I think the semantics of read/write ordering are actually similar to those of atomic_thread_fence with memory_order_acquire or memory_order_release, respectively, in C11/C++11. I agree it's not quite the same as an acquire or release load or store, which in my experience I've seen used more often. atomic_thread_fence has stricter synchronization requirements.

It would of course be possible to add MPI_WIN_ORDER_ACQUIRE and MPI_WIN_ORDER_RELEASE for the sake of semantic compatibility with high-level abstractions.

Doesn't MPI_WIN_ORDER_DATA only apply to conflicting updates?

That is all it does, yes. The reasoning behind MPI_WIN_ORDER_DATA is that in shared memory the implementation likely won't have to issue a memory fence to fulfill this ordering because the CPU takes care of it (well, unless operations to the same shared memory target are in flight in the NIC, in which case those have to complete before returning from MPI_WIN_ORDER). For inter-node communication the implementation will have to take care of the ordering, e.g., by adding a fence flag to the next communication operation. Without MPI_WIN_ORDER_DATA, any call to MPI_WIN_ORDER would require a memory fence in shared memory though.

I suppose if these are done in phases or batches then they don't need individually to be atomic; I think the RMA-WG issues page had such an example.

I'm not sure what you mean by "phases or batches". From the view of a PGAS runtime that uses MPI RMA there is no control whatsoever over the RMA communication pattern the application exhibits. The behavior has to be assumed to be random reads and writes, which basically requires a flush after each operations to ensure sequential consistency. The use of MPI_WIN_ORDER_DATA would boil this down to one flush per blocking get (or before any non-RMA synchronization).

To lend credence to the claim that atomic operations may be slower than put/get: I'm observing significant differences for larger transfers comparing accumulate+replace and a put (followed by a flush): with 2M 64bit integers (16MiB) the difference in throughput is >2x on Aries and 15% on a ConnectX-3 cluster in favor of put (measured with Open MPI 3.1.2). So using atomic operations just to get the ordering comes at a cost and MPI_WIN_ORDER_DATA provides a higher degree of control and flexibility.

omor1 commented 5 years ago

It would of course be possible to add MPI_WIN_ORDER_ACQUIRE and MPI_WIN_ORDER_RELEASE for the sake of semantic compatibility with high-level abstractions.

◇ ◇ ◇ ◇

_Problems and tasks_.
[A] Reproduce the MPI memory-ordering thread starting at "Doesn't MPI_WIN_ORDER_DATA only" and ending at "shared memory though.", substituting "node-local memory" for every "shared memory".
[B] Extend the MPI memory-ordering thread by writing what follows its final line.

_Data block_.
◇ ◇ ◇ ◇

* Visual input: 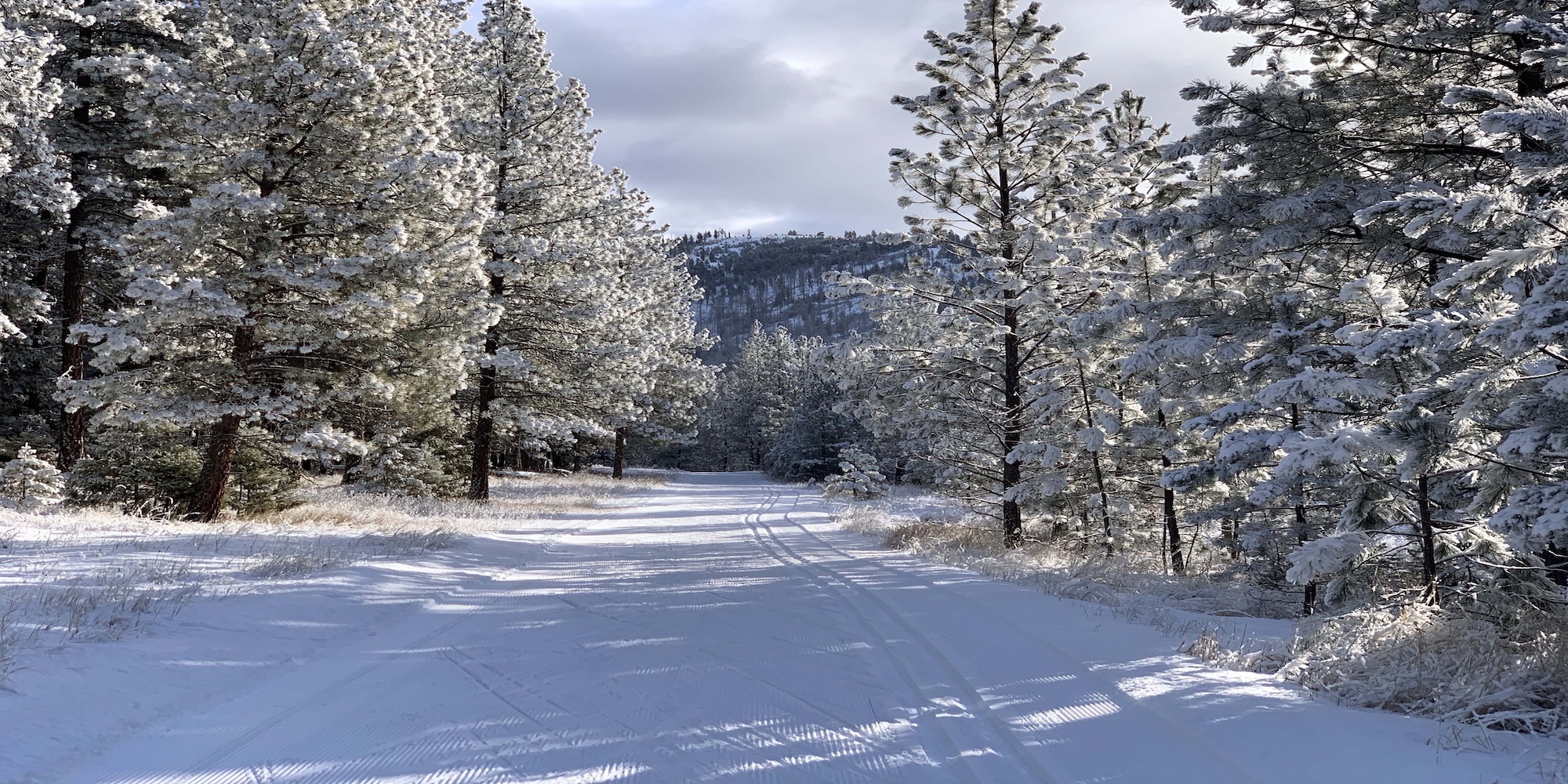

◇ ◇ ◇ ◇

_Answers for this exercise_.
[A]
Doesn't MPI_WIN_ORDER_DATA only apply to conflicting updates?

That is all it does, yes. The reasoning behind MPI_WIN_ORDER_DATA is that in node-local memory the implementation likely won't have to issue a memory fence to fulfill this ordering because the CPU takes care of it (well, unless operations to the same node-local memory target are in flight in the NIC, in which case those have to complete before returning from MPI_WIN_ORDER). For inter-node communication the implementation will have to take care of the ordering, e.g., by adding a fence flag to the next communication operation. Without MPI_WIN_ORDER_DATA, any call to MPI_WIN_ORDER would require a memory fence in node-local memory though.

[B]
I don't think we need to bikeshed the naming (and I'm actually happier with MPI_WIN_ORDER_READ and MPI_WIN_ORDER_WRITE, it's more obvious what's going on).

I'm not sure what you mean by "phases or batches".

I meant that one does e.g. a bunch of puts to disparate non-overlapping memory locations, some synchronization operation, followed by a bunch of puts to memory locations overlapping the first batch. Something like @pavanbalaji's example.

If using atomic operations just for ordering (e.g. MPI_ACCUMULATE with MPI_REPLACE or MPI_GET_ACCUMULATE with MPI_NO_OP) then using MPI_PUT/MPI_GET with MPI_WIN_ORDER is absolutely a performance win. Whether or not it's as useful when using atomic operations for their atomicity (i.e. some other operation, e.g. MPI_SUM) is less straightforward, though it could potentially still be a win when the accumulate_ordering is set to something weaker than the default.

devreal commented 5 years ago

Updated the proposal after taking a critical look at it again. It's mostly trying to rephrase some ambiguous aspects and (most notably) removing the possibility to combine MPI_WIN_ORDER_* options and instead treat them as discrete values to avoid some semantic issues.

The PR has been updated accordingly. Updated annotated PDF for the reading at the virtual meeting on July 3: mpi-report_issue-135_2019-06-25_14.54.pdf

artpol84 commented 5 years ago

As we discussed with @devreal offline, I would like to bring a threading aspect into the discussion. It would be nice to define the scope of the Win_order: process-wide or thread-wide. The way it is right now I believe it will be a process-level scope. This will lead to a very heavyweight operation for the implementations that use per-thread HW resources to perform RMA operations.

For example, in Open MPI development branch, we have 2 UCX-based implementations that will use multiple "worker" instances to improve the operation rate. Because of the Win_flush operation, both have to lock those workers to preserve consistency. The same would have to be done for the Win_order if it is process-wide.

There is threading a discussion in https://github.com/mpi-forum/mpi-issues/issues/117 where the semantics of "local concurrency" is considered. There are alternative interpretations existing (https://github.com/mpi-forum/mpi-issues/issues/117#issuecomment-445895201).

One of the options considers operations happening in the concurrent threads to be "logically concurrent" even if they are actually ordered by the inter-threading synchronization. If the forum will go this route it will/should affect this proposal as well, because it will complicate the semantics of the order between threads.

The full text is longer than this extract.